TEKS SUMBER:

====================

Dalam laga tersebut,
Meiga dengan sengaja menerima bola backpass yang dilepaskan pemain
bertahan Indonesia. Wasit yang dengan jelas melihatnya, langsung saja
memberikan hadiah tendangan bebas tidak langsung di dalam kotak penalti
Indonesia. Tapi, Meiga masih bersikukuh tak melakukan kesalahan.
***
Mari tengok Liga domestik kita musim ini. Liga 1 bergulir bukan tanpa gaduh.
Penghapusan
kompetisi ISL U-21 dan digantikan U-19. Para pemain U-23 dikarbit
tampil di Liga 1 tapi dengan juga muncul pembatasan usia yang
memunculkan para pemain senior dipaksa pensiun dini. Katanya sih,
pemain-pemain gaek yang cepat-cepat pensiun itu bisa segera diasah
sebagai pelatih. Stok pelatih kurang.
Tapi apa yang terjadi? Operator malah kongkalingkong dengan PSSI menggunting regulasi itu di tengah jalan.
Masalah
KITAS dan IMTA yang semestinya tak jadi soal kembali muncul. Soal KITAS
dan IMTA bahkan sampai menjadi perhatian media asing karena melibatkan
bekas pemain Chelsea, Michael Essien.
Padahal PSSI memiliki pengalaman panjang mempekerjakan tenaga asing. Baik pemain, pelatih, ataupun wasit.
Juga
perubahan jadwal pertandingan di tenngah kompetisi yang bukan
dikarenakan force majeure. Jadwal lebaran yang sudah bisa diintip
setahun sebelumnya lewat flier anak-anak yang suka traveling pada hari
libur kejepit, yang pastinya bisa dengan mudah diintip di media sosial,
malah tak diantisipasi.

====================

TUGAS A: Tolong laporkan setiap baris entri yang memuat kata "mountain", dengan membedakan huruf besar dan kecil.
Teks tentang sepak bola ini tidak ada hubungannya dengan entri.

Data tercatat:

====================

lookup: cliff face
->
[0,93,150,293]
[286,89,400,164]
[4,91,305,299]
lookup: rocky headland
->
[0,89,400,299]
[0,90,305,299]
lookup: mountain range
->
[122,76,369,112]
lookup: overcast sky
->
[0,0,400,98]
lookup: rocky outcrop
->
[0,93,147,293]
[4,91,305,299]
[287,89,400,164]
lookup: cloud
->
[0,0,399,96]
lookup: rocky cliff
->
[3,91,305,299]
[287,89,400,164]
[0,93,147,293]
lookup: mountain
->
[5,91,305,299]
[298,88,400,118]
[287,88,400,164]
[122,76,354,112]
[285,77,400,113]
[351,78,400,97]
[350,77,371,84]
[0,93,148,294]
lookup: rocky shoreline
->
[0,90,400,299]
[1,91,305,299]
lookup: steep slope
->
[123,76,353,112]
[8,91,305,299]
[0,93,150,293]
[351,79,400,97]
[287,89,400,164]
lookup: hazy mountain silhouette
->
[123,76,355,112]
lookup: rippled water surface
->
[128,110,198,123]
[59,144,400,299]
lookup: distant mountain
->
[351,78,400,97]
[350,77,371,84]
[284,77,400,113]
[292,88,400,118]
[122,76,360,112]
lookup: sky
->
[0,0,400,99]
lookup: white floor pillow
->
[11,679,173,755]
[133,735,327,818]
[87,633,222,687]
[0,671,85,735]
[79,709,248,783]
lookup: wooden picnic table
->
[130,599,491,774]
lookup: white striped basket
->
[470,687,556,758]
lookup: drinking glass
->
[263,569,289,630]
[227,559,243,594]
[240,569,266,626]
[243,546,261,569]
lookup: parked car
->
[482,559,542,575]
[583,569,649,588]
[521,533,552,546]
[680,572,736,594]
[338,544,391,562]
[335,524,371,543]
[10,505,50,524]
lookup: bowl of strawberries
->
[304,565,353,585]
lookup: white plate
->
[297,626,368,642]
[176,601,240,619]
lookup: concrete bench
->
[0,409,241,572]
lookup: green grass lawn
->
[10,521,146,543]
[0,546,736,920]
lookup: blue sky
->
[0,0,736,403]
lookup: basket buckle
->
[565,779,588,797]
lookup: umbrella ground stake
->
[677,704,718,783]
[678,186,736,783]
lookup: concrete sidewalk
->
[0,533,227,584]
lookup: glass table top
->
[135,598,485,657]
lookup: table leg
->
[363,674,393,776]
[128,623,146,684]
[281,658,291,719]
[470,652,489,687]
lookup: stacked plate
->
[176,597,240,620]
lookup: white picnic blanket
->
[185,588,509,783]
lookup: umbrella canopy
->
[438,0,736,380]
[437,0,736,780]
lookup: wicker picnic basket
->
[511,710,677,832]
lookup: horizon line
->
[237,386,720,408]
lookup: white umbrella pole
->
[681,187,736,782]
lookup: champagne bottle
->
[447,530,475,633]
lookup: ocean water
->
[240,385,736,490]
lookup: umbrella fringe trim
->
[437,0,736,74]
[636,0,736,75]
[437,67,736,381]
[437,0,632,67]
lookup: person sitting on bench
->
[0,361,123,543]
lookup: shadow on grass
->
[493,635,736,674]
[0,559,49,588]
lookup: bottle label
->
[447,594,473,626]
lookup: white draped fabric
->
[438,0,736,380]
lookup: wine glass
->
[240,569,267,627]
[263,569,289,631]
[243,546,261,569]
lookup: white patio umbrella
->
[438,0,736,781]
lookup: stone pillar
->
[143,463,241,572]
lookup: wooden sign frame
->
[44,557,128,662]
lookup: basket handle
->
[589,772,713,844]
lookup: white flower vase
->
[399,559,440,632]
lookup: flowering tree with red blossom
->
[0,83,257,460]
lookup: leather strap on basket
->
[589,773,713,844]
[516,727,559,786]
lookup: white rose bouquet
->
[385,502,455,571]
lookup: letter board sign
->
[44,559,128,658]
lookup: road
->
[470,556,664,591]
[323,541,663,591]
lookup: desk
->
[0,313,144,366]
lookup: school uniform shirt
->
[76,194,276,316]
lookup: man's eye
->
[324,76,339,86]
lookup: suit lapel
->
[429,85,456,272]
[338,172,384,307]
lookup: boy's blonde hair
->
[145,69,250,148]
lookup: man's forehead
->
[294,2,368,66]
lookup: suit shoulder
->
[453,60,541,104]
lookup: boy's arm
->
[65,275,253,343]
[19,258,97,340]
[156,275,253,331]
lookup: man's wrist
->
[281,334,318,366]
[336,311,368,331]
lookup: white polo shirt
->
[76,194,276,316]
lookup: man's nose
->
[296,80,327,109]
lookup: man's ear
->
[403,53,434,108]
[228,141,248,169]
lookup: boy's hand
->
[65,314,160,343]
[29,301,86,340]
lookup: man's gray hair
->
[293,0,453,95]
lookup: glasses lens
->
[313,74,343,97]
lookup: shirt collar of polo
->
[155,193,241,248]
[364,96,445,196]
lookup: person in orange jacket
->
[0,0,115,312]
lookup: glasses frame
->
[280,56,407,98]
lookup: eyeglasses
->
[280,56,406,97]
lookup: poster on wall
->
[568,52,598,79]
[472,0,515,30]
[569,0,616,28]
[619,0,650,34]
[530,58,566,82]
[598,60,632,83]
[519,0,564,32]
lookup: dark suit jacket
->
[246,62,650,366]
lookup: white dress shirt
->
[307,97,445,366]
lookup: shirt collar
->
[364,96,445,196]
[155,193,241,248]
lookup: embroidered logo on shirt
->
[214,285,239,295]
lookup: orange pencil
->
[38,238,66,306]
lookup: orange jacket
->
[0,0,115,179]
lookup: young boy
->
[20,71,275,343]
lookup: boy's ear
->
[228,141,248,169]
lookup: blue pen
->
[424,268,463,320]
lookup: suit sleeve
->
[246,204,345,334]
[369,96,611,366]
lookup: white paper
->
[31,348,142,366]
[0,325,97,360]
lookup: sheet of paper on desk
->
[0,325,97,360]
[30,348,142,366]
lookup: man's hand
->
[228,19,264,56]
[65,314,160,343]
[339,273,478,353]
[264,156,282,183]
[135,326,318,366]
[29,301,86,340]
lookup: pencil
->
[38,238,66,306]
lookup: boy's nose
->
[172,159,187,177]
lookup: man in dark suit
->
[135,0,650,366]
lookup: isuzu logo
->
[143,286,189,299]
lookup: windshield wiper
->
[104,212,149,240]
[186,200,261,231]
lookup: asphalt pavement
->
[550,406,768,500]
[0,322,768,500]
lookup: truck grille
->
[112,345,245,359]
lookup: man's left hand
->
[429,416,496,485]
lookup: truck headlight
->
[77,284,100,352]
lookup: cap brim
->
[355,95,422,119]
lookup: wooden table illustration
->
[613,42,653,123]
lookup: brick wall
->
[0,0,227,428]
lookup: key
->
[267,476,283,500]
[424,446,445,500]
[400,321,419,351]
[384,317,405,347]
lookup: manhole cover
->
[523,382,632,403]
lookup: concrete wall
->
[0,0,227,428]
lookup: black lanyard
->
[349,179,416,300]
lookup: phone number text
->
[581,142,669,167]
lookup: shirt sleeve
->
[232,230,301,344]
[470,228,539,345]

====================

TUGAS B: Sebutkan semua kategori usia berbentuk "U-" beserta angkanya yang muncul dalam teks tentang sepak bola itu.

JAWABAN TERTULIS A:
lookup: mountain range
lookup: mountain
lookup: hazy mountain silhouette
lookup: distant mountain

JAWABAN TERTULIS B: U-21, U-19, U-23